_Exercise objective:_ Send each entry back exactly as given, pictures excluded.

-.-.-

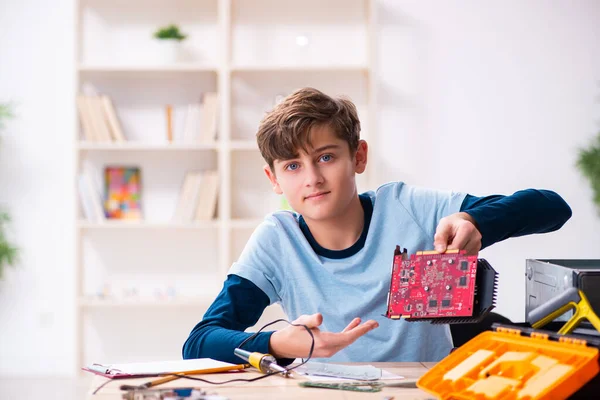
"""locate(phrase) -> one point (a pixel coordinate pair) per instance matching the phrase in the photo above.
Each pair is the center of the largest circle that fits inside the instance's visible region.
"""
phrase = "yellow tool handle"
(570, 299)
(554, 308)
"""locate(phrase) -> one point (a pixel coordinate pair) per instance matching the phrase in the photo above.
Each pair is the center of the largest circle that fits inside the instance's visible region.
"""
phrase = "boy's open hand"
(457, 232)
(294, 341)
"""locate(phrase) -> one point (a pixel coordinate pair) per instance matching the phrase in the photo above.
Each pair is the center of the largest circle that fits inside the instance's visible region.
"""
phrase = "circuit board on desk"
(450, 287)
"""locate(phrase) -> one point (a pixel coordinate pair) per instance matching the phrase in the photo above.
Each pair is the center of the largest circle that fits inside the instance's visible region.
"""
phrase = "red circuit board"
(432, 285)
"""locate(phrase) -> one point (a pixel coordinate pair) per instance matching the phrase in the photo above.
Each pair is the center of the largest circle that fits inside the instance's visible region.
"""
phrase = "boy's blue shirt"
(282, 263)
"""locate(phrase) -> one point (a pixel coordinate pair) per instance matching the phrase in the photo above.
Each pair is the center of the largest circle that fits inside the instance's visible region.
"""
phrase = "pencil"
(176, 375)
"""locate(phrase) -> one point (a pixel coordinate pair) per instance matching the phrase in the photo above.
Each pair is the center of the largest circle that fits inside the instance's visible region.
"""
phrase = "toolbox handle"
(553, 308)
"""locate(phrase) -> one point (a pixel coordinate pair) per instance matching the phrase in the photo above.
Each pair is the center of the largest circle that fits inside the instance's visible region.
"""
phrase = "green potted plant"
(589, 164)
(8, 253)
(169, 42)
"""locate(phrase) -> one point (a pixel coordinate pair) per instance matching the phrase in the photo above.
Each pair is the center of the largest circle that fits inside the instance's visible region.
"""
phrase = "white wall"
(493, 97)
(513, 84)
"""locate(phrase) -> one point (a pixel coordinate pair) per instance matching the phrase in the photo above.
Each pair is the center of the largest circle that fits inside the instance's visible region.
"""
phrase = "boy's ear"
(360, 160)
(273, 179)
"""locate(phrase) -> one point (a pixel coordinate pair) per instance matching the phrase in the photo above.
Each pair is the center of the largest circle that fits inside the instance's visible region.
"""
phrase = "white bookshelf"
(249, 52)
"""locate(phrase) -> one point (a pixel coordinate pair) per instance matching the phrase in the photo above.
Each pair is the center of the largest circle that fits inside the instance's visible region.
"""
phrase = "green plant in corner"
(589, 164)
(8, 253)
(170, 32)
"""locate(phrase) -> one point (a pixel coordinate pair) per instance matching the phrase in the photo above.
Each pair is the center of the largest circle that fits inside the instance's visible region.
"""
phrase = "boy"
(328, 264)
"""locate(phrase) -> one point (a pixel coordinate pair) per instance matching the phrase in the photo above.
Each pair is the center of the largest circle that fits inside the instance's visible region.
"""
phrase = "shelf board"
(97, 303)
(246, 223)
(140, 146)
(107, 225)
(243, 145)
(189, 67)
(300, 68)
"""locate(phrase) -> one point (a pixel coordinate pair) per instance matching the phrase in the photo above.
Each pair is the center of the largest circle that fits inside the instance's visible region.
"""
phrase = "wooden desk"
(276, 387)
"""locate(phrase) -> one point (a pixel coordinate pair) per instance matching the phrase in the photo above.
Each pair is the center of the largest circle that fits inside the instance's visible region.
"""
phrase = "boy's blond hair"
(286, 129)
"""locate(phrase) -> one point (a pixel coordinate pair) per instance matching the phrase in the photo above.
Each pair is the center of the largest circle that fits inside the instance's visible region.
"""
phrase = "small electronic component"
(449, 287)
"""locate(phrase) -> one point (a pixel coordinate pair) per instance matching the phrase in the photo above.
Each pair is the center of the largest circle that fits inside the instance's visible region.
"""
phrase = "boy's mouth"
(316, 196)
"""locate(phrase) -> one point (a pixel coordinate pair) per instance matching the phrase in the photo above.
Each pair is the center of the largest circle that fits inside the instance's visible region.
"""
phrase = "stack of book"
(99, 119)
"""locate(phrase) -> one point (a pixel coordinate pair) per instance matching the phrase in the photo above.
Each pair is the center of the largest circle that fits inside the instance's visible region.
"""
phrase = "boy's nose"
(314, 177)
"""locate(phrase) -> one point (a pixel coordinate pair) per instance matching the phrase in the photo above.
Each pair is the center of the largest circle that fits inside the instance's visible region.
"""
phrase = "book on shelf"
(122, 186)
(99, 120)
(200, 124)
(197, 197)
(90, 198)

-.-.-

_Response to this task:_
"""locate(phrase) -> one point (a pixel coordinate pair) per instance matching the phrase in the photo above.
Each pair is the center of the largest circle that fits inside the instance's visible region.
"""
phrase = "yellow tool handle"
(570, 299)
(554, 308)
"""locate(phrase) -> one point (a pixel coordinate pair) per instance matching the phrase in the photo above.
Each pair is the center of the largest circle that fits inside the instance's visible region.
"""
phrase = "boy's open hand"
(457, 232)
(294, 341)
"""locate(phrase) -> one point (a pixel coordinate pair) per instance matching the phrase in the photo above.
Each pair is the center of the largest circle that fits inside the instance's visible region.
"""
phrase = "circuit board on desk"
(450, 287)
"""locate(phrase) -> one point (a pixel coordinate pair) per instance matching the phrase in the photo above.
Each pair is the center of the largest circle that fits inside the instance's visible region.
"""
phrase = "red circuit board"
(432, 285)
"""locate(phrase) -> one point (a pixel coordinate pair) per instance matching the phrase in the photo above.
Each pair is the center of the largest circle that fits inside the instance's visible region.
"""
phrase = "boy's blue shirt"
(282, 263)
"""locate(phrase) -> one point (a pixel coordinate pair) per instance matching the phrase in the photo above.
Each pair is the center of the largest circle that fits inside the instance's visible region.
"""
phrase = "pencil"
(176, 375)
"""locate(phrase) -> one point (a pixel coordinate pair) per instance matching the phrase in the photo above.
Each pair is the center of the largest circle that fits inside the instance's visible region.
"""
phrase = "toolbox handle"
(553, 308)
"""locate(phrase) -> one point (a pixel coordinate pair) per instance matching the phrase in the photo above.
Each pair is the center of the largest circle that fits inside the instance's visible region.
"""
phrase = "green potted plant"
(589, 164)
(8, 253)
(169, 42)
"""locate(phrase) -> one point (a pixel coordinate pair) per instance matching the phrase in the photo above.
Each pair is the center of the largest circle that fits inside the instance's visible region.
"""
phrase = "white wall"
(493, 97)
(513, 84)
"""locate(phrase) -> one point (a pixel coordinate pair) per instance matching the phrase in the photo above.
Each pair is the center of the largest circle that fits inside the instance's visible region.
"""
phrase = "boy's ear"
(360, 160)
(273, 179)
"""locate(phrase) -> one point (a pixel coordinate pair) per instance matching the phrase in the photo above.
Each pair is the center of the largest circle that fits inside the instance's visible region.
"""
phrase = "white bookshelf"
(249, 52)
"""locate(phrase) -> one point (a pixel coordinate pair) per instance matching the phrase in the photo above.
Each pair is the center of the largest circle that fits inside the instance's visible region.
"""
phrase = "green plant in corner"
(589, 164)
(8, 253)
(170, 32)
"""locate(phrase) -> one point (a pixel coordinate pair) per instance matching the phrase in the photo above.
Each pair is the center of the largest circle that fits inside the instance's visible region.
"""
phrase = "boy"
(328, 264)
"""locate(phrase) -> one point (a pixel coordinate pair) per instance matching the phrase in the photo above.
Each pair is the center of the largest circle that fits inside the instance's visible region.
"""
phrase = "shelf board"
(97, 303)
(246, 223)
(140, 146)
(107, 225)
(243, 145)
(189, 67)
(300, 68)
"""locate(phrase) -> one point (a pixel coordinate pair) per instance matching the phrase in the photo above.
Each pair is the center of the largest circle that fits inside the instance's visible region.
"""
phrase = "wooden desk"
(276, 387)
"""locate(phrase) -> one point (a pixel coordinate pair) per instance matching the phrase in the photo above.
Each pair is the center of the largest circle that fits inside the instance's visible region.
"""
phrase = "boy's blond hair"
(286, 129)
"""locate(phrase) -> one point (a pixel coordinate pair) per instance matching the phrase in the photo above.
Each pair is the center of the largest circle that fits inside the instance's visible region.
"""
phrase = "small electronic component"
(449, 287)
"""locate(phrase) -> one point (a pixel coordinate pair) per instance matching the phrase in the photo above.
Each pair is the center of the largest circle that fits inside the instance's visible region.
"""
phrase = "boy's mouth"
(316, 196)
"""locate(phrase) -> one point (a pixel coordinate pair) per instance matching the phrase in the photo above.
Each pair is the center of the largest circle that fits inside the instance's visible region.
"""
phrase = "stack of book"
(99, 119)
"""locate(phrase) -> one point (a pixel coordinate pair) per instance matching the phrase in the photo above.
Each pair is the center of the largest circle that fits inside the instance's visible region.
"""
phrase = "boy's nose"
(314, 177)
"""locate(phrase) -> one point (a pixel coordinate pair) per instance matching the phrase in the photo above.
Each pair is the center of the largest circle that fits inside the instance's visible region.
"""
phrase = "book on shelf"
(122, 186)
(99, 120)
(200, 124)
(197, 197)
(90, 198)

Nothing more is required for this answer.